#### [GOAL OF THE EXERCISE]
Your output must reproduce all the records below precisely and contain no pictures.

(Items from a data source)
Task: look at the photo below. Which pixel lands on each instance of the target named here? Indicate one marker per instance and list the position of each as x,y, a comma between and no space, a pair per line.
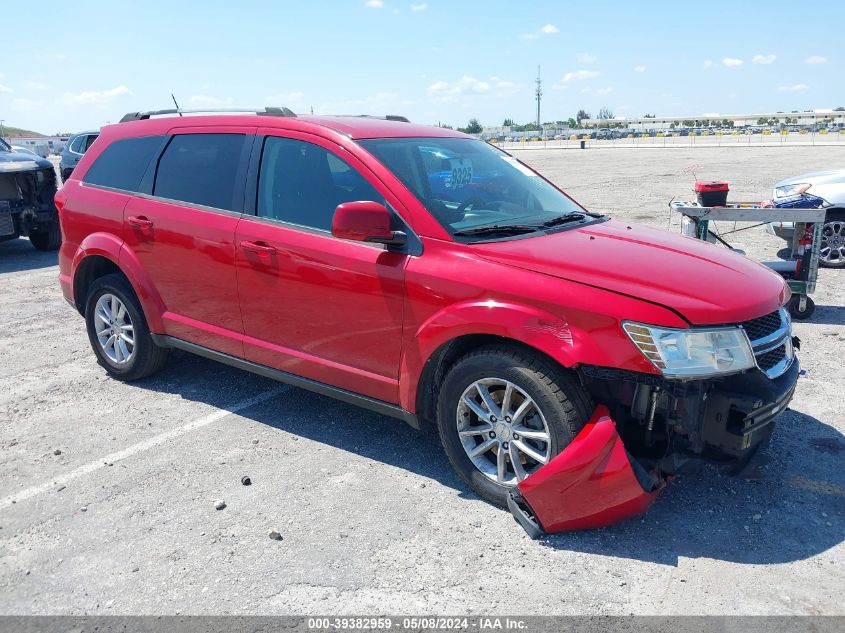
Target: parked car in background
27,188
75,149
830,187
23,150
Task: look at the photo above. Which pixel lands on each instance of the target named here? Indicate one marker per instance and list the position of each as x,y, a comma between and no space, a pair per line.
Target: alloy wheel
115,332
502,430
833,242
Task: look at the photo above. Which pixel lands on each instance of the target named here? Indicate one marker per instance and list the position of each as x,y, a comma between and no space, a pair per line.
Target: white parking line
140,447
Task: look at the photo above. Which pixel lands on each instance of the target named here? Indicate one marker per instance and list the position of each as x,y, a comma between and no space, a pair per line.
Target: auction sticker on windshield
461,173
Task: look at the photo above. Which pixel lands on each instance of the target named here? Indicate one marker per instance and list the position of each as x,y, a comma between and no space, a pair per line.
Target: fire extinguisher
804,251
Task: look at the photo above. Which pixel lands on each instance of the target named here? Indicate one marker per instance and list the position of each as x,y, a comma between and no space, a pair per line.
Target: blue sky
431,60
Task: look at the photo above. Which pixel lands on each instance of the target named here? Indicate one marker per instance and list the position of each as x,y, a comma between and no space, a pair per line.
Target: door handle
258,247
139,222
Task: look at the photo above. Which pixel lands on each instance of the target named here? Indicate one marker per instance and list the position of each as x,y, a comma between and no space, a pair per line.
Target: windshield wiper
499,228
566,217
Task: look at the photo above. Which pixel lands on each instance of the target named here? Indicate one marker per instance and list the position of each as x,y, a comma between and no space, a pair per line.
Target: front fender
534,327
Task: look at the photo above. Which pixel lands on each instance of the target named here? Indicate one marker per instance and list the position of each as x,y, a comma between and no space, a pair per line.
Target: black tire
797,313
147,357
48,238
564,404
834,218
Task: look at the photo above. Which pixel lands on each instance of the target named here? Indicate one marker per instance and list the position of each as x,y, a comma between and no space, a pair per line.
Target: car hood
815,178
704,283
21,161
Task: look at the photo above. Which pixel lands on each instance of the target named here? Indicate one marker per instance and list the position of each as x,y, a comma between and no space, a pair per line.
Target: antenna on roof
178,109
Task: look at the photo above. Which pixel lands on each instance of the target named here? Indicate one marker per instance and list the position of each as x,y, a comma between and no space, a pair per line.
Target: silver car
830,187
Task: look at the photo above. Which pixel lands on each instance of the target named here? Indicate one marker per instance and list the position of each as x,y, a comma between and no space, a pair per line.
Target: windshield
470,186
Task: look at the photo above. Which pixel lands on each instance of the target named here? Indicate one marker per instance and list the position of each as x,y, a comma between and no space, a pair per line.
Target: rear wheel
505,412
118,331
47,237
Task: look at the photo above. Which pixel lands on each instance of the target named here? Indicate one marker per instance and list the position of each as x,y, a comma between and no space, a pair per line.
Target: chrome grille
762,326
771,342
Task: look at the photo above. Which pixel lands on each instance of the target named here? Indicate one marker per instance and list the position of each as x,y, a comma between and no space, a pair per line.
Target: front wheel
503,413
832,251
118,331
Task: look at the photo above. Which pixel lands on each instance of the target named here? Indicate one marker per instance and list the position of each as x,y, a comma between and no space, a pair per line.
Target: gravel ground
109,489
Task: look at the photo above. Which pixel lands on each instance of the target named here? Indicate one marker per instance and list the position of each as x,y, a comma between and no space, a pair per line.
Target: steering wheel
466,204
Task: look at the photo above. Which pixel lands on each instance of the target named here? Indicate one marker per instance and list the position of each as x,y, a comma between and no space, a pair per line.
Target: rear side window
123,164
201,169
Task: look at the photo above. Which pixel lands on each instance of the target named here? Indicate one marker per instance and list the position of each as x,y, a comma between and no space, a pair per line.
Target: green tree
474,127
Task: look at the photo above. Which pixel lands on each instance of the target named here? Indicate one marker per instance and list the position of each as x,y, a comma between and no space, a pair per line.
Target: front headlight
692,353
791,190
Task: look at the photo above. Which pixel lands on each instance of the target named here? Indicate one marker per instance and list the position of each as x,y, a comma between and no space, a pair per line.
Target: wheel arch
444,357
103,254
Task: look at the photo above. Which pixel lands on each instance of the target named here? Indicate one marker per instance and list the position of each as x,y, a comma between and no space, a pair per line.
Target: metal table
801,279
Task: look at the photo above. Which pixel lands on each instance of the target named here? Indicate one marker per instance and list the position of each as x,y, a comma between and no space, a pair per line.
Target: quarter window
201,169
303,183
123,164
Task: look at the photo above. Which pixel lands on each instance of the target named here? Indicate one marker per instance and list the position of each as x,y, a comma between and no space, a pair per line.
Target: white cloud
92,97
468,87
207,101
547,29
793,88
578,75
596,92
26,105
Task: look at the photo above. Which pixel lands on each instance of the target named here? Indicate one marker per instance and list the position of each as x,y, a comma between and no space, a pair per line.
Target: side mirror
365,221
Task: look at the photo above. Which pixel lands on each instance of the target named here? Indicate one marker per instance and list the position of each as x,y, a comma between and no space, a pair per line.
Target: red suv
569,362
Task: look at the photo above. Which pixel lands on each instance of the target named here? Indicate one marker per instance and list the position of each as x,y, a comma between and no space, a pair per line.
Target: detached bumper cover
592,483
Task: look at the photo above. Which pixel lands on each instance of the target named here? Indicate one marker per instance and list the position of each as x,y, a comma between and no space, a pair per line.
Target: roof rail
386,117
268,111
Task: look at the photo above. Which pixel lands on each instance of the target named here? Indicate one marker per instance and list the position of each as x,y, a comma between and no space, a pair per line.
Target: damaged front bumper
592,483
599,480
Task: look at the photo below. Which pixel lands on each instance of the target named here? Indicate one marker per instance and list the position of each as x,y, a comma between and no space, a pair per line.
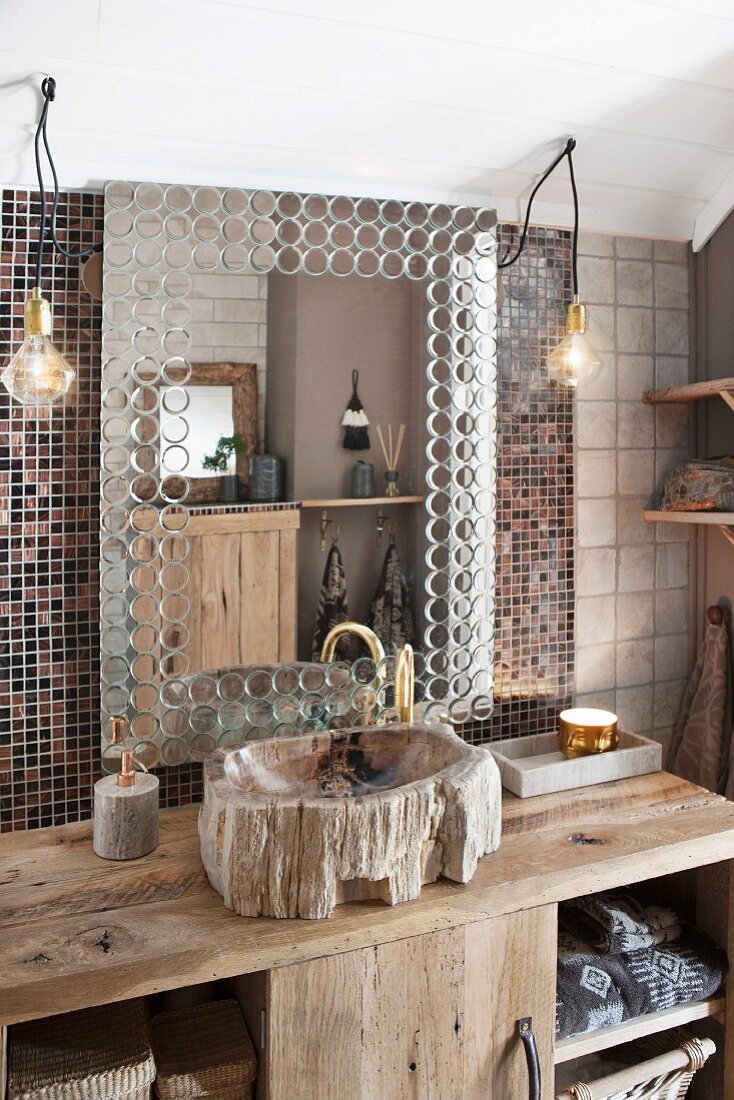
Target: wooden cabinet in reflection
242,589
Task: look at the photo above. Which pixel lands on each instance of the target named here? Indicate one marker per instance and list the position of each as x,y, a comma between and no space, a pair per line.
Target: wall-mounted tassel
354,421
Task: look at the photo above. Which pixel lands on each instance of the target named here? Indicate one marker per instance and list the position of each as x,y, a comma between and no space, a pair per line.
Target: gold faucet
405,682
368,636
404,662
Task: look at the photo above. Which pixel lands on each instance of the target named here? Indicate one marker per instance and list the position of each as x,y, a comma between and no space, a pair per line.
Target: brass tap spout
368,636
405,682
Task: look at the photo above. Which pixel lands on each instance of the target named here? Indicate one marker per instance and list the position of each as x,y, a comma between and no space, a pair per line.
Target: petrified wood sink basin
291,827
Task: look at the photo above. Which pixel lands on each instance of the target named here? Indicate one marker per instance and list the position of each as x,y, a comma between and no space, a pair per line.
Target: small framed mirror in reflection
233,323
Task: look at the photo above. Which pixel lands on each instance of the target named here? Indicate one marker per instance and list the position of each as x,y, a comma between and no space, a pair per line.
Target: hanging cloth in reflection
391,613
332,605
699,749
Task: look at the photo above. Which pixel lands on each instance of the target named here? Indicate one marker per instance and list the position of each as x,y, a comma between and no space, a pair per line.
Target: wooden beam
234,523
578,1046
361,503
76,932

#### [TASK RESULT]
Task: look at the photo below. Which pixel lands on each instance of the target named here? Indicate one marker per instance and list the position of each as x,y, a comma between and no space, a pair per line.
Target: parked car in background
27,188
75,149
830,187
23,150
Task: look at the photo above. Which pixel lands on each instance of the target named here? Indicate one marker per instance and list the position of each as x,y, a comma between and no space, a pair per line.
Target: alloy wheel
115,332
502,430
833,242
Task: look at the photo above. Which pixel lands on each instance of the target named here? Indicate one marker per instance and list the position of each as x,y, a comma between and no space, a pair per line.
Target: white parking line
140,447
Task: look at the photo above. Which pixel lands on each instance of the target named here? Indicate one marker per instance and list the position of each as x,y, a comma between and no space, a pair per line.
Target: auction sticker on windshield
461,173
Task: look at the photo above. Which pixel lands on each instance of the target named here? Indicate one marker per instance and list the position of each as x,y, a comma between and no space, a pair per line.
Target: fire extinguisher
804,251
Task: look at the photo above. Which pixel lands on each instance of the target named here? Indicate one marker per instance and list the position of each as x,y, a comma between and no space, a pair per line.
Target: blue sky
431,60
Task: look at the photo above. Which pixel lands on each instance of the target named here? Indicate one marker per instance and list the position of each as x,y, a comma between and no space, a pair per line.
Target: door handle
258,247
139,222
Task: look at the photo above. Which pixel lands on each instance of the target named here? Indicate one marker per instance and list the position of each as x,y, a comma between and no space, a pair per line.
Target: windshield wiper
499,228
566,217
Task: look at the photo above. Which pixel lands on each instance of the target named here? Indicate one marker per instance and list the position of each as x,y, a comma between and no space, a pair per line.
Target: front fender
534,327
Task: look at the photo above. Which pixel lands on each instance of the target named here? Indicate one marker per instance and list the position of each as x,y, a comma between and no space, a pair per line.
Target: black tire
797,313
147,357
48,238
564,404
834,218
Task: look at the photo above. Which pixel lands on each instance of the target named here? Indicate one marker per instance and list the position of each as x,y, a comma between and no space, a pair per line.
Target: car hood
815,178
704,283
21,161
Task: look at the photo above. Which pixel lands on each instance of the target named here? Indicate one marker per instance and list the position of each as x,y, a comma between and no space, a pair per line.
Target: antenna on roof
178,109
Task: look at the photo above. Which pixel lands on each instance of the target named here? Indicate one marker per instance and list the position of each as x,y, a comma between and no space, a pair per line.
Target: silver car
830,187
Task: look at the photo above. Which pixel lands on each instance of the target named here? Indicate one marker per instance and list the position of each as x,y, a comma between and no space, a pair per line.
Target: windshield
470,186
Task: look at the photo above. Which pixel lands on each instance of the target named here? Indicate one marker per instance and list the position of each as x,y, a comma between and no space, a pair per line.
Target: rear wheel
505,412
118,331
47,237
Task: look at the photo above. Which pixel lands on each instance of the target named here? Indicate one marker per instance and list the position of each as x,y, a comma between and no space, a pair per line.
Target: chrome grille
762,326
771,342
Task: look at the photo above. Which pixel lands on each instance of the target named here? Indicate one marker per instance and list the position of each as x,y, a comma between and no space, a pair per line.
Target: front wheel
503,413
832,251
118,331
Task: look at the photo above. Which pixel lands on each instance of the target named here? Indicate one marker per instance and list the position of each as x,y, a comma between and no space, a pair per line.
Target: gravel ground
109,489
Task: look at the photo above. Which pixel lands on each instance of the target named here? Indicate one marker per instance and list the position of each as x,y, a comma between and no space, a pair per line.
Target: steering wheel
466,204
Task: look at the photo above. Which pixel lands on each instance of the target named here? Indicate one marker per instance and list the position of each as x,y, a comma between and no space, a pair per line.
Target: rear side window
123,164
201,169
Task: look at the photo above. Which pixel lands on each instance of the target named here? Indicate one marker per instance and list the position of each as x,y, a comma between and no space, a pair per line.
Target: green tree
474,127
Task: look at the photo above. Which pixel lands on each instance of the target named here? Indicate one marker per instance and list the position of each as x,y, a comma between and no space, a pair per line.
Target: front headlight
692,353
791,190
Task: look at the photo above. Which pixel lands on each instance of the target named here? Indicate one marker per instance and list the position of each as x,y, a comma between and no space, a pair per line.
Target: wheel arch
444,357
103,254
Task: look at the photo above. Which pixel lands on each instance of the target named here? Indicate one marker per instance and list the position of each as x,y, a comma between and no space, a pair per line.
Target: metal table
801,279
Task: look at the photo above. Which pixel lands on each instance of the target named here? Indicate one marker per instance and list the position of each as x,y, a comma between and no space, a pair per line.
Target: quarter window
201,169
303,183
123,164
Task: look at the photo above. Which pixel lands on each instance of the target named here? Indicate one marker per instance and list the position of each as x,y, a comma between and no space, a pair per line.
Target: white cloud
92,97
468,87
207,101
547,29
793,88
578,75
596,92
26,105
Task: look at the photo above. Which pixel lands on each instance of the target named here? Indicate one marker per instance and list the position of each as x,y, a comma between and no space, a pair per line.
Target: side mirror
365,221
Task: look at the photo above. Which pixel lands on each instance of the target named here? Indicate one marker per instance and list the position of each as x,y, a comma between and no space, a pair per line.
Target: red suv
569,362
Task: look at the photo above. Which pixel lands on each instance of the target named here? Indicate one marker per instance and list the position of each as x,y, a comma between and no space, a pair per line.
Target: detached bumper cover
592,483
Task: look at the photo above. Which pixel lands on each instance of the target named here? Indicate one marker per instance and list the position of each as x,y, a comma between and no space, a pair per line.
Target: roof rail
386,117
268,111
Task: look at the photo above. Which pixel lands on each instance of the target named here? Indicate one marker per instance and list the position of each as x,y, a comma between and no space, a pair per line.
Target: damaged front bumper
592,483
599,480
Task: look at the photo below. Which pixel lands on each instance of the target named here? Indicate one marker per instance and list the position of each as x,y, a comma between and no space, a pair per line.
Target: wooden cabinet in reflection
242,589
Task: look at the photo above. Which pixel lands on each instance of the target named here? Indicate one marker per instance and list the position of each as x,y, a comma between and no space, a pair per line.
Target: wall-mounted tassel
354,421
Task: look at the photo above. Which pixel lands on each instance of the target named here? Indicate one marker per instance and list the position of each as x,y, a comma between and no space, a pair per line.
Target: gold faucet
405,682
368,636
404,662
Task: look at the photo above. Which pixel lands on each instance of the target named here? Indicate one marker per instance and list the position of each as x,y, a comma between and no space, a pair per line.
Target: brass tap spout
368,636
405,682
Task: look at the photo above. Which pixel lands on each instance of the target named here? Indicate one marker per instance and list the position of each as x,y, a comma between and no space, a pair per line.
Target: petrified wood sink basin
291,827
Task: look at the photo above. Which pixel lands on each instance of the target named here? Indicate one marker per instance and list the position of each as x,y, a comma between and no space, a pair per line.
Target: small framed mirror in reflection
233,323
Task: look at the photo above. Which pixel lands on each instance of the target named here? Indicate one marker per instance and list the position of each as x,y, a comma between and no space, a pair per line.
Target: hanging cloth in reflection
391,613
332,605
699,749
Task: look at the photo above. Which pixel lands on each instance of the target named here? Indicate one marker per instance and list the position of each as x,y, a comma between and no space, a pair per line.
Target: wooden beam
234,523
578,1046
361,503
76,932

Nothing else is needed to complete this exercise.